> **Task goal**:
Copy out the entries below, from the line with "camouflage uniform shown in this photograph." up to and including the line with "handle shown in this photograph.", keeping every line exactly the same. Leave the pictures out of your copy.

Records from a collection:
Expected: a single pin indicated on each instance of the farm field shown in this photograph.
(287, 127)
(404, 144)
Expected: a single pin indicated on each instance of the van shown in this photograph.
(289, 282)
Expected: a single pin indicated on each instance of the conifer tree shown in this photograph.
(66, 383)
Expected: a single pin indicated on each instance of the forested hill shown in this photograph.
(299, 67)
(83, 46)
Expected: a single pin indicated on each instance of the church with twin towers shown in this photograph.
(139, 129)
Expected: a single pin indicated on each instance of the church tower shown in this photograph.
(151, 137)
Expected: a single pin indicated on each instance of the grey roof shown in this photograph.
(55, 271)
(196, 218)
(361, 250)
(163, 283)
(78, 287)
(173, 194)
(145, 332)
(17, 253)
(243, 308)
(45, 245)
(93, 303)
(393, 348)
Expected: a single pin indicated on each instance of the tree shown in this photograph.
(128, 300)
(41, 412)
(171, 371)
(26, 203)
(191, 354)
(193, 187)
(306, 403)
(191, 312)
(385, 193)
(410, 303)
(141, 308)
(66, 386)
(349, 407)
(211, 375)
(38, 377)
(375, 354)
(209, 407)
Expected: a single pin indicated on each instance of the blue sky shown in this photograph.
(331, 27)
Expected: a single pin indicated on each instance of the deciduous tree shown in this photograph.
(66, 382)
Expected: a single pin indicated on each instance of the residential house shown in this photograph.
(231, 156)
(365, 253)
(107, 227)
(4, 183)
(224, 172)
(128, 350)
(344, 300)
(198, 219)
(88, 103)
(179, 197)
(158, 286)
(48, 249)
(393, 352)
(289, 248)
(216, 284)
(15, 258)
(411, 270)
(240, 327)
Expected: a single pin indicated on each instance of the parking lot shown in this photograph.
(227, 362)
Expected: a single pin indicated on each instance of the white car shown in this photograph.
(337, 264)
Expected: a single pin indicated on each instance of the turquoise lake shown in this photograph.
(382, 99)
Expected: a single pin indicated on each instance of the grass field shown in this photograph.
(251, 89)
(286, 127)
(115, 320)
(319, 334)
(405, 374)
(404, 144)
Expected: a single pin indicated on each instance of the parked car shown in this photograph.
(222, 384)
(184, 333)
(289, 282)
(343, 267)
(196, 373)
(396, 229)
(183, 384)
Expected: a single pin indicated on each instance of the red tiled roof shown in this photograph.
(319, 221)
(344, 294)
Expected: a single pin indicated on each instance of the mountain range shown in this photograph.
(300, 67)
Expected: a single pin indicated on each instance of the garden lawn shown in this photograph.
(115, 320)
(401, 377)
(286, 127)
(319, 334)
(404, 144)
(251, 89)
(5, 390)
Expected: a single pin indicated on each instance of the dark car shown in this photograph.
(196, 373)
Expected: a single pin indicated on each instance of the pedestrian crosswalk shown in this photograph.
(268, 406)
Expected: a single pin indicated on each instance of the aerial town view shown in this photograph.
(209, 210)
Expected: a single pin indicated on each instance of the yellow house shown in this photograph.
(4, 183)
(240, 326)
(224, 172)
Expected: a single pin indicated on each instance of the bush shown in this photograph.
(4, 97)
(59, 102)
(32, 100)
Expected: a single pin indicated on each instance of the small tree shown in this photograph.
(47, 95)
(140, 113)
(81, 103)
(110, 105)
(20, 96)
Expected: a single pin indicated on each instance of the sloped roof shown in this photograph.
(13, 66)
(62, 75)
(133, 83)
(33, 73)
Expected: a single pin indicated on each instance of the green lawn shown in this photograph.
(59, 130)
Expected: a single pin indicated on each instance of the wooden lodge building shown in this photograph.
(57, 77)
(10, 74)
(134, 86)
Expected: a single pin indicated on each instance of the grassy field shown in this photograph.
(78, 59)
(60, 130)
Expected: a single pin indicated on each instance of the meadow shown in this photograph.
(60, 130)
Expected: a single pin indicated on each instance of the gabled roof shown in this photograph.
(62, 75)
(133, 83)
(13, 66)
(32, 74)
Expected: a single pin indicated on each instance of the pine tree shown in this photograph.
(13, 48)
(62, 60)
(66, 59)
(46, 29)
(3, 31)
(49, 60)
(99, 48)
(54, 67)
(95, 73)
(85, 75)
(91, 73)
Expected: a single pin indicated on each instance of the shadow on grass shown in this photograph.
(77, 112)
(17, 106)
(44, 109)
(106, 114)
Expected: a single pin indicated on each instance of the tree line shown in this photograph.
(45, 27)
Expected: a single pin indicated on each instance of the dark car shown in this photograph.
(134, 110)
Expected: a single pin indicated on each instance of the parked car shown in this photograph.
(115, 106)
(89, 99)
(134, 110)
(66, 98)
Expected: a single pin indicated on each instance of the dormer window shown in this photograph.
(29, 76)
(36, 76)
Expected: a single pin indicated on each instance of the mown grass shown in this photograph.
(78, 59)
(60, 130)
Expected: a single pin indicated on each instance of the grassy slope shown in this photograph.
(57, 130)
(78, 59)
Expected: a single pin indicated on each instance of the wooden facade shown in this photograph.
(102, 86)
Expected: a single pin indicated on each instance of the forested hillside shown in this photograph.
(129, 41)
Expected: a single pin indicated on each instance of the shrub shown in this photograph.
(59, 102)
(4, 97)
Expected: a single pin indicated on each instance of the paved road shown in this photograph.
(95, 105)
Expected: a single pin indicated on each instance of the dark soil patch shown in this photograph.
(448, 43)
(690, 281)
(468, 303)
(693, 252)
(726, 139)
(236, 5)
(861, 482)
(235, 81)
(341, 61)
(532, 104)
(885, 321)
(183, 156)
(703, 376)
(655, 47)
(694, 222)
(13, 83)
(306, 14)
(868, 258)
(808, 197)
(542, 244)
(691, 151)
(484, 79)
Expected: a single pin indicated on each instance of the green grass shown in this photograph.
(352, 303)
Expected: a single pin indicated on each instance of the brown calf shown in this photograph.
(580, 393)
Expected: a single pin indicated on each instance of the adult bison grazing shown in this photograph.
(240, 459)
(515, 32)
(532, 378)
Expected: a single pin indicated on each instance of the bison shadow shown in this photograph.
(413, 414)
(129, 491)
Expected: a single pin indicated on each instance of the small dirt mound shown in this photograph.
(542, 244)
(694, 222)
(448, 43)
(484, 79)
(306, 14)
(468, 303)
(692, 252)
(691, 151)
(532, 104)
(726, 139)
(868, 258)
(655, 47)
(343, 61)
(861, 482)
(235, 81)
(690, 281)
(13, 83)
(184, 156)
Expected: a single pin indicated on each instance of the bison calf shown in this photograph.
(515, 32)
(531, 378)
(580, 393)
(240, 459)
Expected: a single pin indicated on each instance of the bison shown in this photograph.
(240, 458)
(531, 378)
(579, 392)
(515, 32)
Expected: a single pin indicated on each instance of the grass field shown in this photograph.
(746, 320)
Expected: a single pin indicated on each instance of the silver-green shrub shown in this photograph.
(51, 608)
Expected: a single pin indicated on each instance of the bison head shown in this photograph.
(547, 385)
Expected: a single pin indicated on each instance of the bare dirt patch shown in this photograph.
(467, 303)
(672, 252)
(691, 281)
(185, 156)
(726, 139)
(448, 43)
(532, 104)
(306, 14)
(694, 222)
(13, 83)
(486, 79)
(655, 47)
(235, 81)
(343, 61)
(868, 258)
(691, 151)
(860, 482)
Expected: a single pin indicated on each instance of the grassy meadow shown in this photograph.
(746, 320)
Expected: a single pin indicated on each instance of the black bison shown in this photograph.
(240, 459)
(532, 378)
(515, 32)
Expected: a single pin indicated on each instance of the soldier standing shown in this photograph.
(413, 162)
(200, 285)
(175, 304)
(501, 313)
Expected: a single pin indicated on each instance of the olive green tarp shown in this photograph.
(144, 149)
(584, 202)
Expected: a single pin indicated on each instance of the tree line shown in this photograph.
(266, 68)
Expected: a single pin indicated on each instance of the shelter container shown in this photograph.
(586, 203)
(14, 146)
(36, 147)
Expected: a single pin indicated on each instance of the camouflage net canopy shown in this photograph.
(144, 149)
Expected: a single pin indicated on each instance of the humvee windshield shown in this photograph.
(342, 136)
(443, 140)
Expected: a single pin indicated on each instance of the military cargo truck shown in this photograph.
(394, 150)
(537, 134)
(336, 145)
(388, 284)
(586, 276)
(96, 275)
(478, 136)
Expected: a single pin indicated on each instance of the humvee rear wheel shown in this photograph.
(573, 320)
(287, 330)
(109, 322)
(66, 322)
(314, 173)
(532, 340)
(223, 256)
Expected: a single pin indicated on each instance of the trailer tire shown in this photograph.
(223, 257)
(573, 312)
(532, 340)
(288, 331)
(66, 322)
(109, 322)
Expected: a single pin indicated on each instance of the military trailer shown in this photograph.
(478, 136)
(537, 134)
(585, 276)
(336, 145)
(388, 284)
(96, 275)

--

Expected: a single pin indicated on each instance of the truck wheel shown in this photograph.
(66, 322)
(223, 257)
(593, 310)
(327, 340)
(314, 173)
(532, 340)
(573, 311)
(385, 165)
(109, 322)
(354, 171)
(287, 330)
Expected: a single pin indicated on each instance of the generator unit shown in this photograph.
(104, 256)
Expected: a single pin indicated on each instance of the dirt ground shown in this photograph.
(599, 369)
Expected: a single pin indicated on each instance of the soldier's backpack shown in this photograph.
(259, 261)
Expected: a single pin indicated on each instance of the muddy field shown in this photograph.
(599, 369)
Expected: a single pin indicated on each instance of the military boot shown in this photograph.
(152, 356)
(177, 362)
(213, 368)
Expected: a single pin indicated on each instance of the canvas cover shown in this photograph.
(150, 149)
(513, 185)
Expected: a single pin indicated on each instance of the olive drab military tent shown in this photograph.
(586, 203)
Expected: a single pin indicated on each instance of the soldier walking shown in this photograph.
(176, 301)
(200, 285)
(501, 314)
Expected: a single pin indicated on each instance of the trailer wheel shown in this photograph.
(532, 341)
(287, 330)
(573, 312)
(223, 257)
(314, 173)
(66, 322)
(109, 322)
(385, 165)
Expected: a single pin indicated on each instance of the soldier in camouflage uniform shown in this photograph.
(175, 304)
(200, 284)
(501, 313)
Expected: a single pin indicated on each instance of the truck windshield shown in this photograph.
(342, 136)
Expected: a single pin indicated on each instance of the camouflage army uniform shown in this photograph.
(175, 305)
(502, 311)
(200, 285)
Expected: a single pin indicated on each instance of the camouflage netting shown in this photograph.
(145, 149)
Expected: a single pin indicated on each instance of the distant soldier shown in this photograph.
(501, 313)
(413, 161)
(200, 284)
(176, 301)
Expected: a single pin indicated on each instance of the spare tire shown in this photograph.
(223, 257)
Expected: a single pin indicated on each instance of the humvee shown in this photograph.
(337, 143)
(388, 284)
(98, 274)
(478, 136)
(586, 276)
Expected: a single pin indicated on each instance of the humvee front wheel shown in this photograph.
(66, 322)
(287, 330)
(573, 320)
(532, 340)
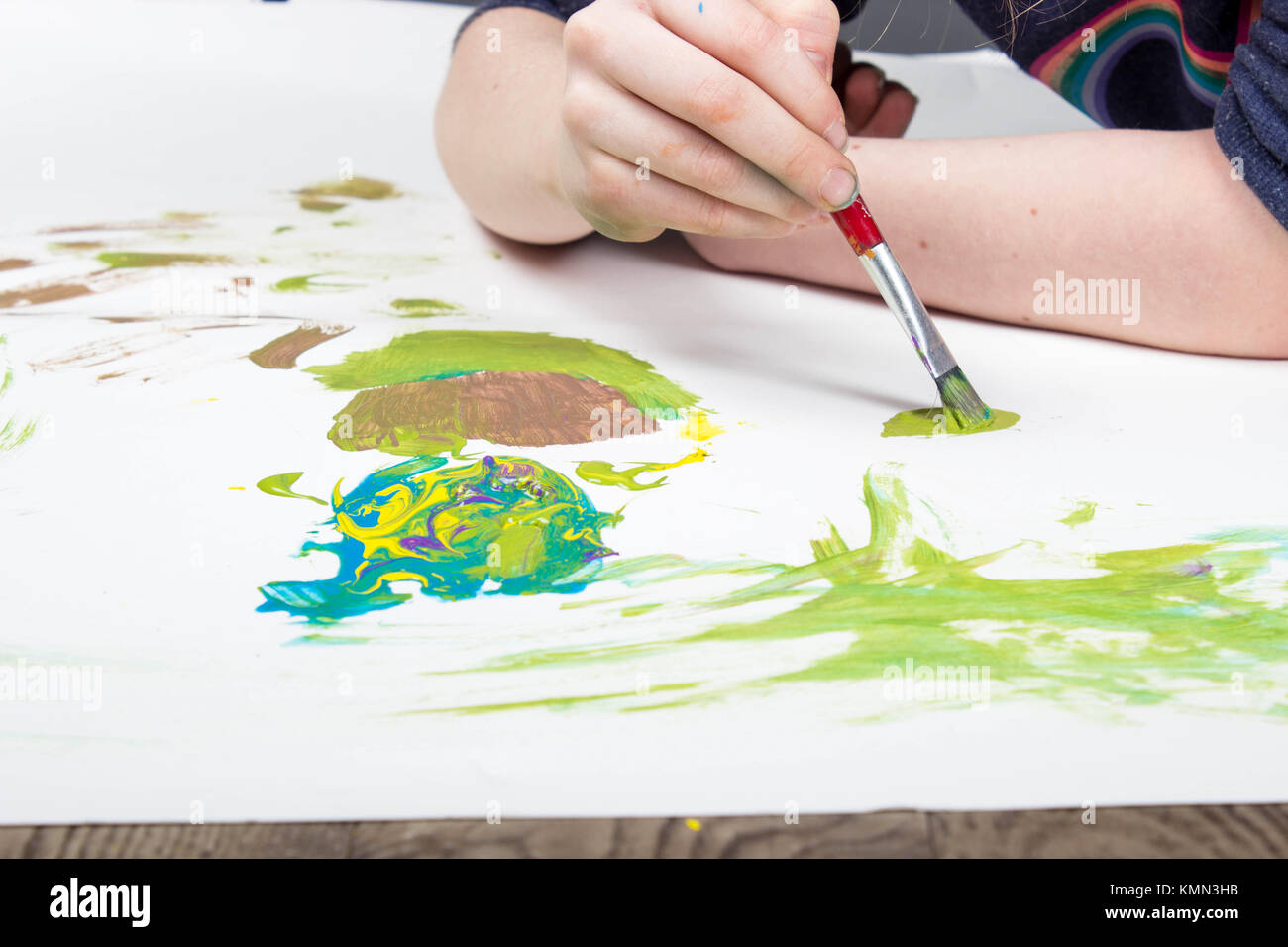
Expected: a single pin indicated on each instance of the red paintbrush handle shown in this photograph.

> **Correct response**:
Expected: a single pin indicated on each instance of the soldier in camouflage uniform shown in this photograph.
(175, 304)
(200, 284)
(501, 313)
Expected: a single pin indicated on each instance of the truck windshield shown in this photograph.
(342, 136)
Expected: a single pin indicated on each instance of the camouflage army uniform shown in this photograph.
(175, 305)
(502, 311)
(200, 285)
Expected: a single pin indicated on each instance of the camouflage netting shown in this photograph.
(145, 149)
Expected: a single pin indicated on each instance of the distant soldier shown in this photograph.
(501, 313)
(413, 161)
(200, 284)
(176, 301)
Expected: a single pin indicated on each instance of the spare tire shown in this photograph.
(223, 257)
Expected: a single pin indicated on each instance of the humvee shown in this photograph.
(337, 143)
(388, 284)
(98, 274)
(478, 136)
(586, 276)
Expected: a single pin indicated on each instance of the humvee front wheel shown in this photograph.
(66, 322)
(287, 330)
(573, 320)
(532, 340)
Expected: a single pin indicated on each instance of the red paintbrush handle shown in this photograph.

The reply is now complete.